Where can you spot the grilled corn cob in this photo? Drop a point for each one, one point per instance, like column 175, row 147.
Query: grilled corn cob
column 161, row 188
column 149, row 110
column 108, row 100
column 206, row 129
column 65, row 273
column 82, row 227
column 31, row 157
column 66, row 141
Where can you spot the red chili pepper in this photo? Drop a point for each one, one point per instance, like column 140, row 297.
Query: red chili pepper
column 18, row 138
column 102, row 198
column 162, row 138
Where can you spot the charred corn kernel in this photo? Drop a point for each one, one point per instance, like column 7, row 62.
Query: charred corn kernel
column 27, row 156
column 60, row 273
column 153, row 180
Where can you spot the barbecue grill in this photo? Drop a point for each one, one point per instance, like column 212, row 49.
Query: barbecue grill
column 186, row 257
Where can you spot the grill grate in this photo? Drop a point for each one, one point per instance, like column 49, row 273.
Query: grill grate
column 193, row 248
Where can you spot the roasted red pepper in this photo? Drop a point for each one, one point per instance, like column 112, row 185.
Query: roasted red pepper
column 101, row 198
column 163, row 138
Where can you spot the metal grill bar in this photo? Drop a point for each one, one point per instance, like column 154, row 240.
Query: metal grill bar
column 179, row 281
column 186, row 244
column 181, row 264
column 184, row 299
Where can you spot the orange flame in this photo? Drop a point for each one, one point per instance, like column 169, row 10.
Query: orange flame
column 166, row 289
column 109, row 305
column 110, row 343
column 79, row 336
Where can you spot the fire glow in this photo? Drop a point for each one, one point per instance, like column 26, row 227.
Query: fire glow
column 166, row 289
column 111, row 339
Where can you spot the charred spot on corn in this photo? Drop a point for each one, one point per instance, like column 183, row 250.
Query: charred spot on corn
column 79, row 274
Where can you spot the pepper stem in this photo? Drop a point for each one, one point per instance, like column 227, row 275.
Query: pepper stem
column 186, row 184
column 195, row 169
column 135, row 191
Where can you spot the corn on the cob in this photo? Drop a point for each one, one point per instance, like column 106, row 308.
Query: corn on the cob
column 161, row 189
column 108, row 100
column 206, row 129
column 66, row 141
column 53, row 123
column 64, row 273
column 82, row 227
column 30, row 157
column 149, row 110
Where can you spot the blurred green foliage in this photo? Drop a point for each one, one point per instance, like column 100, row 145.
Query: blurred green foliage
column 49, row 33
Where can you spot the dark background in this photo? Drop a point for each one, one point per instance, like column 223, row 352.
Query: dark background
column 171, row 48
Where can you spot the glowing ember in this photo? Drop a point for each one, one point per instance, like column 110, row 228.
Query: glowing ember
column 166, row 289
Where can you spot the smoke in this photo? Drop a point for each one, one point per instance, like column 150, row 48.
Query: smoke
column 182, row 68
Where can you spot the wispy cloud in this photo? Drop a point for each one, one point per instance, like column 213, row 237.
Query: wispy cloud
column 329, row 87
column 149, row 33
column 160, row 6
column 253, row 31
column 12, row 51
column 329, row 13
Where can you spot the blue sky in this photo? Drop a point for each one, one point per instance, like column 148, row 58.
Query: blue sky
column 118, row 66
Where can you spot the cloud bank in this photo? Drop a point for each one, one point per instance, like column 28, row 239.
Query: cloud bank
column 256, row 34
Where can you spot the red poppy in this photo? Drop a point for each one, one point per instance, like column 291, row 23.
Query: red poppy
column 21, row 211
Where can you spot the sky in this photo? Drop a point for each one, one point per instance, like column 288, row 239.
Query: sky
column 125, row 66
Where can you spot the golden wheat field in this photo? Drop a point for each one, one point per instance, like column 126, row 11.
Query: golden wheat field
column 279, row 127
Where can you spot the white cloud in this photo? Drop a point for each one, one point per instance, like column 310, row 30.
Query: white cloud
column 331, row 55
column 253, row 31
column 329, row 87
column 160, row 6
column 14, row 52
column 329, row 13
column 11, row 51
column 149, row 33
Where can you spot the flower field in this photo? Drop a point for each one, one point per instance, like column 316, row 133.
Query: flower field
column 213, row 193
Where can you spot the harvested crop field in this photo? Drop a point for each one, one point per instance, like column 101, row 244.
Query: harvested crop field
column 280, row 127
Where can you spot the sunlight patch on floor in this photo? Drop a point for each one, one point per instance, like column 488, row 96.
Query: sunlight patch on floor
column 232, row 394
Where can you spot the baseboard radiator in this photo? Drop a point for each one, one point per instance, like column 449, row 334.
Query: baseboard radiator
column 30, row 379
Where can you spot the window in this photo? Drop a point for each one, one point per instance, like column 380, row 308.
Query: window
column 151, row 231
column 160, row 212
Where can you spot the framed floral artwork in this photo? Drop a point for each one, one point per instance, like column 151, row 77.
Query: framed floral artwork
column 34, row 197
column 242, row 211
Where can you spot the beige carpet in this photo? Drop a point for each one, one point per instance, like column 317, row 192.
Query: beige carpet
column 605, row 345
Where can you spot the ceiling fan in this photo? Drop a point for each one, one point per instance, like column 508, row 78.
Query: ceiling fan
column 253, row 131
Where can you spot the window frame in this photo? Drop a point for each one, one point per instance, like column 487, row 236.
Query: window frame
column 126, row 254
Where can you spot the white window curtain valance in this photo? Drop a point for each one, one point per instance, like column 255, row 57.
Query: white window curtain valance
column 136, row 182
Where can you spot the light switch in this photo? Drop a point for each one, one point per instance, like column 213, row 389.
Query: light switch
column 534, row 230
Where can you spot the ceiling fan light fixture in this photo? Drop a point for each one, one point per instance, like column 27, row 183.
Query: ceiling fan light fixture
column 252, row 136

::::

Only the lines from the one containing "Where can you spot the framed" through the end of the material should be reproduced, exactly, with both ends included.

__SOLUTION__:
Where can you spot the framed floral artwork in this photo? Drop a point for each one, one point per instance, like column 151, row 77.
Query: framed floral artwork
column 34, row 197
column 242, row 211
Where can you spot the beige carpet in this photo? Drop a point for each one, one point per instance, like column 317, row 192.
Query: beige carpet
column 605, row 345
Where can you spot the ceiling fan in this photo? Drop a point for each one, one point per instance, like column 508, row 78.
Query: ceiling fan
column 253, row 131
Where can you spot the window frame in this photo? Drop a point for each one, one point per instance, like column 487, row 236.
Query: window frame
column 126, row 254
Where can you spot the white window curtain valance in this photo? Drop a point for each one, one point per instance, like column 255, row 57.
Query: white window curtain valance
column 136, row 182
Where can you spot the light switch in this photo? Drop a point for each one, one point per instance, like column 213, row 389.
Query: light switch
column 534, row 230
Where can you spot the ceiling fan light fixture in this photo? Drop a point for each one, one point per instance, like column 27, row 183.
Query: ceiling fan light fixture
column 252, row 136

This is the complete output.